GIVEN ENTRIES>
..........
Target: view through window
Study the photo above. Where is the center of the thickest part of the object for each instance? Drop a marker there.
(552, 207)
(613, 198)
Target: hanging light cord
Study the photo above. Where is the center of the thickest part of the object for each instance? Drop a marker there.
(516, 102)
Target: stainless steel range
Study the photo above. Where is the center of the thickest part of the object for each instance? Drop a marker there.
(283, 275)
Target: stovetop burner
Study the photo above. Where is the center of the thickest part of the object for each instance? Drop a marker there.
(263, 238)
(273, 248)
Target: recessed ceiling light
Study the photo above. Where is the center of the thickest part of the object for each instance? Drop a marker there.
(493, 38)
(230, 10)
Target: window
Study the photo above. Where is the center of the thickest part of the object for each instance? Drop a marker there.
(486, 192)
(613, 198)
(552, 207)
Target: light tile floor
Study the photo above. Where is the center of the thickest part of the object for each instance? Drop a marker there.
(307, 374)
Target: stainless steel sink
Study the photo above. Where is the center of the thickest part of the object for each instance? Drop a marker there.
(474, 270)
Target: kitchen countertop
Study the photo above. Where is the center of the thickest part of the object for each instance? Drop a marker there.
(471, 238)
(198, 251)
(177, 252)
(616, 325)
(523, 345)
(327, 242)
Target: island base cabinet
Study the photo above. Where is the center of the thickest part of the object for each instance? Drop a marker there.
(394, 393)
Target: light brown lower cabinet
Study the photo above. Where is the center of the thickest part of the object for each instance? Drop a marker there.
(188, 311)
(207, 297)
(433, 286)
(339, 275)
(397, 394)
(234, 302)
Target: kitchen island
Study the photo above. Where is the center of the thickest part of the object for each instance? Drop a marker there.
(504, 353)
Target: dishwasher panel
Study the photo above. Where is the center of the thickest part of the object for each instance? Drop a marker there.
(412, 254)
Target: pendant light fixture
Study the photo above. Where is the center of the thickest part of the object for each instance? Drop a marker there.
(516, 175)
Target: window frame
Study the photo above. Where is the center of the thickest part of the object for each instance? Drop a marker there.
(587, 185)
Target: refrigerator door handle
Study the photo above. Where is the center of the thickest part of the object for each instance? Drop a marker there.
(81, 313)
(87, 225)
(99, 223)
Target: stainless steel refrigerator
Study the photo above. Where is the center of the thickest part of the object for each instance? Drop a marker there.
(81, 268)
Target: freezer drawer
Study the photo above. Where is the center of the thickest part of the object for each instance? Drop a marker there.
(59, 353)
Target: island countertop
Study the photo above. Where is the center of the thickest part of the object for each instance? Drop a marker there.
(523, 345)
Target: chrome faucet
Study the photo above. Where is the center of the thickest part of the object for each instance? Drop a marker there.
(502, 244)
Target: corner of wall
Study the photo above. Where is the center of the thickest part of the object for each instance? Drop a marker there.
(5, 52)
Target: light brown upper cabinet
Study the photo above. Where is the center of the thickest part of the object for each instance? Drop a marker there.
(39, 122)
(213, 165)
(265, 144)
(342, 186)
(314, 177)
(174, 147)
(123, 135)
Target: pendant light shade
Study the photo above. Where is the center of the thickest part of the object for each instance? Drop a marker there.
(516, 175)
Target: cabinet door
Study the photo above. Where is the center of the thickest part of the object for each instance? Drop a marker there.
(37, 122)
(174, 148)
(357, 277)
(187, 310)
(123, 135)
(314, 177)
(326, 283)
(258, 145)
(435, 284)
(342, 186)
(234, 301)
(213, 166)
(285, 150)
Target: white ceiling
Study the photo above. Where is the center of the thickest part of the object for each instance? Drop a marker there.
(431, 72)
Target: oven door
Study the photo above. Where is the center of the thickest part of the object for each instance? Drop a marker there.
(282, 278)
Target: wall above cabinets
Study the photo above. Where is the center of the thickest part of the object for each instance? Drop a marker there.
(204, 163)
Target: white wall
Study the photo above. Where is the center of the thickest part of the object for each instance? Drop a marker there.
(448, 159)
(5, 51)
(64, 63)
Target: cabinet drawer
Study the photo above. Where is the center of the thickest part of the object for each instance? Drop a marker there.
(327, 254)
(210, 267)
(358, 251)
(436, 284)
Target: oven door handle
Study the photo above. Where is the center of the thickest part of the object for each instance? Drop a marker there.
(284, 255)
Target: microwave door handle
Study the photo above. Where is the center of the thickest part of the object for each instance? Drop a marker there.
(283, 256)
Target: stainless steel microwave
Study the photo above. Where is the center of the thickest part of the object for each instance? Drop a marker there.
..........
TASK DETAILS>
Express every line of all the rows above as a Markdown table with the columns No. and Line, numbering each line in order and leaving out blank lines.

SOLUTION FOR THIS TASK>
| No. | Line |
|---|---|
| 1 | Target: view through window |
| 2 | Study the photo above. Where is the center of the thickest part of the object for each instance? Drop a marker there. |
| 3 | (552, 207) |
| 4 | (613, 198) |
| 5 | Target: hanging light cord |
| 6 | Study the photo above. Where is the center of the thickest part of the object for each instance? Drop a marker there. |
| 7 | (516, 102) |
| 8 | Target: stainless steel range |
| 9 | Study the photo above. Where is the center of the thickest part of the object for each instance? Drop a marker there. |
| 10 | (283, 275) |
| 11 | Target: stovetop burner |
| 12 | Study the photo above. Where is the center of the thickest part of the object for each instance? Drop a marker there. |
| 13 | (263, 238) |
| 14 | (273, 248) |
| 15 | Target: recessed ceiling light |
| 16 | Study the photo above. Where is the center of the thickest part of the object for each instance? Drop a marker there. |
| 17 | (493, 38) |
| 18 | (230, 10) |
| 19 | Target: window |
| 20 | Study the photo above. Where is the center of the thickest part of the object for each instance? Drop a marker there. |
| 21 | (486, 192) |
| 22 | (613, 198) |
| 23 | (552, 207) |
| 24 | Target: light tile floor |
| 25 | Study the photo above. Where is the center of the thickest part of the object for each instance? Drop a marker there. |
| 26 | (307, 374) |
| 27 | Target: stainless steel sink |
| 28 | Study the photo above. Where is the center of the thickest part of the object for each instance? Drop a marker there. |
| 29 | (474, 270) |
| 30 | Target: kitchen countertop |
| 31 | Study the photo above. Where is the center of the thickest part of the object for each instance? Drop a marker there. |
| 32 | (471, 238) |
| 33 | (198, 251) |
| 34 | (177, 252) |
| 35 | (616, 325) |
| 36 | (523, 345) |
| 37 | (327, 242) |
| 38 | Target: island base cabinet |
| 39 | Study the photo above. Where is the center of the thickest part of the object for each instance? Drop a marker there. |
| 40 | (394, 393) |
| 41 | Target: light brown lower cabinet |
| 42 | Study the photo above. Where is the center of the thickest part of the object for each instance? Drop a marker there. |
| 43 | (188, 311) |
| 44 | (207, 297) |
| 45 | (433, 286) |
| 46 | (339, 275) |
| 47 | (397, 394) |
| 48 | (234, 302) |
| 49 | Target: kitchen island |
| 50 | Study the photo above. Where is the center of the thickest part of the object for each instance? Drop a marker there. |
| 51 | (504, 353) |
| 52 | Target: dishwasher panel |
| 53 | Study the photo above. Where is the center of the thickest part of the object for each instance? Drop a marker there. |
| 54 | (412, 254) |
| 55 | Target: pendant light fixture |
| 56 | Study the photo above. Where is the center of the thickest part of the object for each instance? Drop a marker there. |
| 57 | (516, 175) |
| 58 | Target: window frame |
| 59 | Study the photo above. Where is the center of the thickest part of the object for each instance? Drop a marker there. |
| 60 | (587, 185) |
| 61 | Target: refrigerator door handle |
| 62 | Study the photo above. Where is the center of the thickest part of the object for each instance? Drop a marker there. |
| 63 | (81, 313) |
| 64 | (87, 225) |
| 65 | (99, 223) |
| 66 | Target: stainless steel refrigerator |
| 67 | Study the photo above. Where is the center of the thickest part of the object for each instance? Drop a marker there. |
| 68 | (81, 268) |
| 69 | Target: freezer drawer |
| 70 | Study the photo above. Where is the center of the thickest part of the object for each instance? Drop a marker there. |
| 71 | (59, 353) |
| 72 | Target: island countertop |
| 73 | Study the photo above. Where is the center of the thickest part of the object for each instance? Drop a marker there. |
| 74 | (523, 345) |
| 75 | Target: chrome faucet |
| 76 | Study the photo above. Where is the center of the thickest part of the object for each instance? Drop a marker there. |
| 77 | (502, 244) |
| 78 | Target: corner of wall |
| 79 | Study the photo above. Where is the center of the thickest part of the object for each instance? Drop a marker there. |
| 80 | (5, 52) |
| 81 | Target: light brown upper cabinet |
| 82 | Study the photo above. Where is the center of the thickest part of the object for each instance? Drop a marker there. |
| 83 | (39, 122) |
| 84 | (213, 165) |
| 85 | (265, 144) |
| 86 | (342, 186) |
| 87 | (314, 177) |
| 88 | (174, 147) |
| 89 | (123, 135) |
| 90 | Target: pendant light shade |
| 91 | Study the photo above. Where is the center of the thickest part of the object for each instance? Drop a marker there. |
| 92 | (516, 175) |
| 93 | Target: cabinet door |
| 94 | Study the photo above. Where is the center of the thickest part of the object for each instance? Drop a marker there. |
| 95 | (37, 122) |
| 96 | (174, 148) |
| 97 | (357, 277) |
| 98 | (187, 310) |
| 99 | (123, 135) |
| 100 | (314, 177) |
| 101 | (326, 283) |
| 102 | (258, 145) |
| 103 | (435, 284) |
| 104 | (342, 186) |
| 105 | (234, 301) |
| 106 | (213, 166) |
| 107 | (285, 150) |
| 108 | Target: white ceiling |
| 109 | Study the photo above. Where is the center of the thickest part of the object for each instance? Drop a marker there. |
| 110 | (431, 72) |
| 111 | Target: oven door |
| 112 | Study the photo above. Where is the center of the thickest part of the object for each instance? Drop a marker there. |
| 113 | (282, 278) |
| 114 | Target: wall above cabinets |
| 115 | Study the photo above. Where is the center of the thickest part of the object for each instance? Drop a marker there. |
| 116 | (204, 163) |
| 117 | Target: white wall |
| 118 | Study the photo above. Where is the center of the thickest part of the object for each instance? Drop a marker there. |
| 119 | (448, 159) |
| 120 | (5, 51) |
| 121 | (64, 63) |
| 122 | Target: cabinet drawer |
| 123 | Study the photo above. Where is the center of the thickest part of the object for each instance? Drop a marker there. |
| 124 | (327, 254) |
| 125 | (210, 267) |
| 126 | (358, 251) |
| 127 | (436, 284) |
| 128 | Target: oven door handle |
| 129 | Study the photo above. Where is the center of the thickest part of the object for each instance? Drop a marker there. |
| 130 | (284, 255) |
| 131 | Target: microwave door handle |
| 132 | Study the photo above. Where is the center of the thickest part of the object for each instance? Drop a marker there. |
| 133 | (283, 256) |
| 134 | Target: stainless steel microwave |
| 135 | Study the photo above. Where is the center of the thickest part of the object for each instance? Drop a marker there. |